● **PROBLEM DESCRIPTION**: Pick up the article on Tela's album The World Ain't Enuff right after its final sentence and keep writing it.

● **SELECTED EXCERPT**:
# # #
Studio album by Tela
- Released: September 19, 2000
- Recorded: 2000
- Studio: House Of Blues (Memphis, TN); Hippie House Studios (Houston, TX); Pacifique Studios (North Hollywood, CA);
- Genre: Southern hip hop
- Length: 53:08
- Label: Rap-A-Lot 2K
- Producer: J. Prince (exec.); DJ Slice Tee; Tela;

Tela chronology
| Now or Never (1998) | The World Ain't Enuff (2000) | Double Dose (2002) |

= The World Ain't Enuff =

The World Ain't Enuff is the third studio album by American rapper Tela. It was released on September 19, 2000, through Rap-A-Lot Records. Recording sessions took place at House Of Blues in Memphis, at Hippie House Studios in Houston, and at Pacifique Studios in North Hollywood. Production was handled by Tela himself, along with DJ Slice T. It features guest appearances from AK, Devin the Dude, Gangsta Blac, Jazze Pha, Low Key, Money Marv and Scarface. The album peaked at number 47 on the Billboard 200 and number 8 on the Top R&B/Hip-Hop Albums.
# # #
● **Excerpts from a pointing dataset**:

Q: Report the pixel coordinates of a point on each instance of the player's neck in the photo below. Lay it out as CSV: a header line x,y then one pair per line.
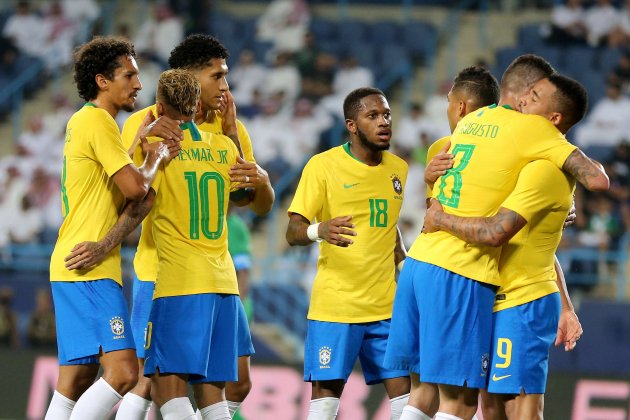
x,y
100,102
365,155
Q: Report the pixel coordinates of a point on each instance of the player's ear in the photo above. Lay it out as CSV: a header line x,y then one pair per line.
x,y
351,126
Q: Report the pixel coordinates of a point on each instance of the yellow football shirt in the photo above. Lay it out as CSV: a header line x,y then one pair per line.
x,y
190,218
543,196
353,284
90,200
145,261
490,147
433,150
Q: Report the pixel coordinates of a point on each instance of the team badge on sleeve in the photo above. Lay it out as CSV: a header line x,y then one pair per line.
x,y
117,325
325,354
397,184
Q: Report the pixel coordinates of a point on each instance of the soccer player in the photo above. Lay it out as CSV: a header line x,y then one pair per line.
x,y
444,277
98,176
473,88
527,310
193,324
205,57
355,192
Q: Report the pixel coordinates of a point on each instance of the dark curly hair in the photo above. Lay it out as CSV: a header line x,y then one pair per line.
x,y
99,56
196,51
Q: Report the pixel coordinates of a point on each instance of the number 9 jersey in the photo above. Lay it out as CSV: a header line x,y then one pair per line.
x,y
190,217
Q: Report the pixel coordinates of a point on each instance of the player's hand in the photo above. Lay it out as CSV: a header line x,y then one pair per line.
x,y
438,165
569,330
432,217
570,217
85,255
333,231
164,127
248,174
228,114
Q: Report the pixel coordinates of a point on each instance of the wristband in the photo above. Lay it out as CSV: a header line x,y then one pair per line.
x,y
313,232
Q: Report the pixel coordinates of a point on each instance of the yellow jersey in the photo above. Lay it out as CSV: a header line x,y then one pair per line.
x,y
490,147
190,217
354,284
433,150
92,154
543,196
145,261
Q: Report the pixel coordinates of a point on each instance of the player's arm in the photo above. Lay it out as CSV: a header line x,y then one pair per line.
x,y
400,252
331,231
489,231
569,327
87,254
135,182
254,180
587,171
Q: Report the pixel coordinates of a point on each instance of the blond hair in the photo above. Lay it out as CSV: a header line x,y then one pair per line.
x,y
179,90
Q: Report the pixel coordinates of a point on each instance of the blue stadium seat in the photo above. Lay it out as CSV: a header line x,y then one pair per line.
x,y
324,30
529,36
420,39
351,32
385,33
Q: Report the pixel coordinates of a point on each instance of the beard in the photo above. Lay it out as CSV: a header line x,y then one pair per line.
x,y
368,144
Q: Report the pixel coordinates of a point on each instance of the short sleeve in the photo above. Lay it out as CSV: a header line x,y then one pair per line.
x,y
540,139
309,196
246,142
108,148
534,189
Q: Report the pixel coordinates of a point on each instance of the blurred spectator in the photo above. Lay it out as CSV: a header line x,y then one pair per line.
x,y
246,78
303,132
348,77
568,23
412,126
159,35
600,21
282,77
284,23
83,14
41,326
26,30
608,122
8,320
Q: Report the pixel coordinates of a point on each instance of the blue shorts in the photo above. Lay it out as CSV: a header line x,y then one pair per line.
x,y
332,348
403,344
140,310
454,316
520,349
194,335
245,345
242,261
90,316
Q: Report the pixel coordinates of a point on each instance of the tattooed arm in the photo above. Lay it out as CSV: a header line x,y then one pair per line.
x,y
489,231
586,171
87,254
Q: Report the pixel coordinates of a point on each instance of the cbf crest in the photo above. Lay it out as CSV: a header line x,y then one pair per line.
x,y
397,184
325,354
118,326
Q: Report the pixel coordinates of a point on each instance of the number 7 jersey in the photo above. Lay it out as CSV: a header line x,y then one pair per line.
x,y
189,217
490,147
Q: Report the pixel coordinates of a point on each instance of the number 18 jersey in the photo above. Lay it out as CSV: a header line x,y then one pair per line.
x,y
490,147
189,218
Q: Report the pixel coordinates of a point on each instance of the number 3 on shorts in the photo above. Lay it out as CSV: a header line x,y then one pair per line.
x,y
455,173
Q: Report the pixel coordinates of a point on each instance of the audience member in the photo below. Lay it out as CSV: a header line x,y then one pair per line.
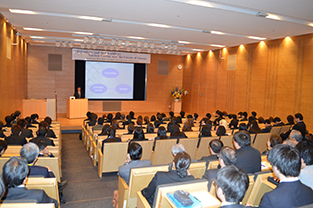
x,y
14,174
16,138
231,186
227,156
290,192
248,158
179,174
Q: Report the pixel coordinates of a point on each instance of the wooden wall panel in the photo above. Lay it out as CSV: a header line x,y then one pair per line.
x,y
273,78
13,72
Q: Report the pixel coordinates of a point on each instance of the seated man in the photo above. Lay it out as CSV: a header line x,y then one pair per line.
x,y
42,134
15,173
134,154
227,156
231,186
290,192
16,138
248,158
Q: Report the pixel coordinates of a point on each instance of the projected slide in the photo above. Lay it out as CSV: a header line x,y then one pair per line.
x,y
106,80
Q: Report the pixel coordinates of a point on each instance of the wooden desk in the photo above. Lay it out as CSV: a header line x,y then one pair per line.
x,y
76,108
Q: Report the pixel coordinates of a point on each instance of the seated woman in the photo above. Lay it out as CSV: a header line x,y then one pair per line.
x,y
254,127
105,129
187,126
176,133
138,135
179,173
111,137
221,131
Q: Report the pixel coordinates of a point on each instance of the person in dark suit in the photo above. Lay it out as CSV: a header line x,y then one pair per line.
# # #
● **OUTPUT FOR THIS TASK**:
Professional ratings
Review scores
| Source | Rating |
| AllMusic |  |
| RapReviews | 7/10 |

==Track listing==

- Sample credits
- Track 6 contains a portion of "Friends" written by Jalil Hutchins and Lawrence Smith
- Track 13 contains a portion of "Look What You Done for Me" written by Al Green, Al Jackson Jr. and Willie Mitchell

| No. | Title | Writer(s) | Producer(s) | Length |
|---|---|---|---|---|
| 1. | "Intro" | Winston Rogers | Tela | 2:14 |
| 2. | "Tela" | Rogers | Tela | 3:46 |
| 3. | "Can't Stop Me" | Rogers; Stephen Carroll; | Tela; Paragon (co.); | 3:58 |
| 4. | "Throat on a Boat" |  |  | 1:33 |
| 5. | "Bye! Bye! Hater!" | Rogers | Tela | 5:09 |
| 6. | "Let's Be Friends" | Rogers; Ferrell Miles; Jalil Hutchins; Lawrence Smith; | Tela; Ensayne Wayne (co.); | 4:45 |
| 7. | "Playboy" | Rogers; Sheldon Arrington; | Slice T; Tela; | 4:43 |
| 8. | "The Med" |  |  | 0:47 |
| 9. | "Drugs" (featuring Devin the Dude and Gangsta Blac) | Rogers; Devin Copeland; Arrington; | Slice T; Tela; | 4:31 |
| 10. | "Sho Nuff 2000" | Rogers; Arrington; | Slice T; Tela; | 4:26 |
| 11. | "Table Dance (Millennium Mix)" (featuring Jazze Pha) | Rogers | Tela | 4:22 |
| 12. | "Hell Naw" (featuring AK and Money Marv) | Rogers; Dennis Round; | Tela | 4:10 |
| 13. | "Set Me Free" | Rogers; Al Green; Al Jackson Jr.; William Mitchell; | Tela | 4:18 |
| 14. | "The World Ain't Enuff" (featuring Low Key and Scarface) | Rogers; Thomas McCollum; Brad Jordan; Arrington; | Slice T; Tela; | 4:26 |
| Total length: |  |  |  | 53:08 |

==Personnel==
- Winston "Tela" Rogers – main artist, producer
- Devin "Devin the Dude" Copeland – featured artist (track 9)
- Courtney "Gangsta Blac" Harris – featured artist (track 9)
- Phalon "Jazze Pha" Alexander – featured artist (track 11)
- Dennis "AK47" Round – featured artist (track 12)
- Money Marv – featured artist (track 12)
- Thomas "Low Key" McCollum – featured artist (track 14)
- Brad "Scarface" Jordan – featured artist (track 14)
- Sheldon "Slice T" Arrington – drum programming (track 11), producer (tracks: 7, 9, 10, 14), engineering, mixing
- Stephen "Paragon" Carroll – co-producer (track 3)
- Ferrell "Ensayne Wayne" Miles – co-producer (track 6)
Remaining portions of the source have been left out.